-------- Information supplied --------

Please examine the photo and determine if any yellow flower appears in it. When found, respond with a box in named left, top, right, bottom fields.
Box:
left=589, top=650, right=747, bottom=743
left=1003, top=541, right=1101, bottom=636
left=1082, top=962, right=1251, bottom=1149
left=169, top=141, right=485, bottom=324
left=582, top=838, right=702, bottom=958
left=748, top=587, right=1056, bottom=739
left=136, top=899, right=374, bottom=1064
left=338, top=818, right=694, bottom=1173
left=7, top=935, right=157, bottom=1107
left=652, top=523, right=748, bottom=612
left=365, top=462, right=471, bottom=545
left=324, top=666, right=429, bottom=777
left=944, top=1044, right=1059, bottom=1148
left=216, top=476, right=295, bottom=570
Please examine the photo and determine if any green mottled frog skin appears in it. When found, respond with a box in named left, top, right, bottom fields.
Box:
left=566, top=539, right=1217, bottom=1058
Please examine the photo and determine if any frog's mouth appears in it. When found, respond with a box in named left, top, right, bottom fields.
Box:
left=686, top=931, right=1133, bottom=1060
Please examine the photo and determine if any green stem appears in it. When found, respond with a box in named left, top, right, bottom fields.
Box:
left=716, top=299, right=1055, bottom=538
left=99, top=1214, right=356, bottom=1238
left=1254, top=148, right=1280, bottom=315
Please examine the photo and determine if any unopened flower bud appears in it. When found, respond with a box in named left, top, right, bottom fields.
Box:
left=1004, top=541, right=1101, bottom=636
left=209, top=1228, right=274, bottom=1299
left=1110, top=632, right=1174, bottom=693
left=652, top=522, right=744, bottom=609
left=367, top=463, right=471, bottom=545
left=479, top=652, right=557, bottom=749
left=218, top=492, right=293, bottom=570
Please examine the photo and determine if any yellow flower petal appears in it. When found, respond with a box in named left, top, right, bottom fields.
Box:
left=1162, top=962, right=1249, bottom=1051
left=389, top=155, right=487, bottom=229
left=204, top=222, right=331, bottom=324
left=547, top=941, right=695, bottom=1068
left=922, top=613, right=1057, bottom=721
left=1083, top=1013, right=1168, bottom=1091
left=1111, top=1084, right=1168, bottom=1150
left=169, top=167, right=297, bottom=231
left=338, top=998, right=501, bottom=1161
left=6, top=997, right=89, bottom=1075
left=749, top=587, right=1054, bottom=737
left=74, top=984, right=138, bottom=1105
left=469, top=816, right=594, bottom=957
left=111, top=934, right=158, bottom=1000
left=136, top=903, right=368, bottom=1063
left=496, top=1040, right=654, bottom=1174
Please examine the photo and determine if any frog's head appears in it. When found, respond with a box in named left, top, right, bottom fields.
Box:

--------

#### [What is being asked]
Which of the lines above include the word "yellow"? Copy each of them.

#### [Exercise solution]
Please examine the photo and determine if any yellow flower appears in it. When found, respond with a box in named left, top, right, bottom fields.
Please examine the photo and determine if any yellow flower petal appears in it. When found, respond with a box in named left, top, right, bottom fields.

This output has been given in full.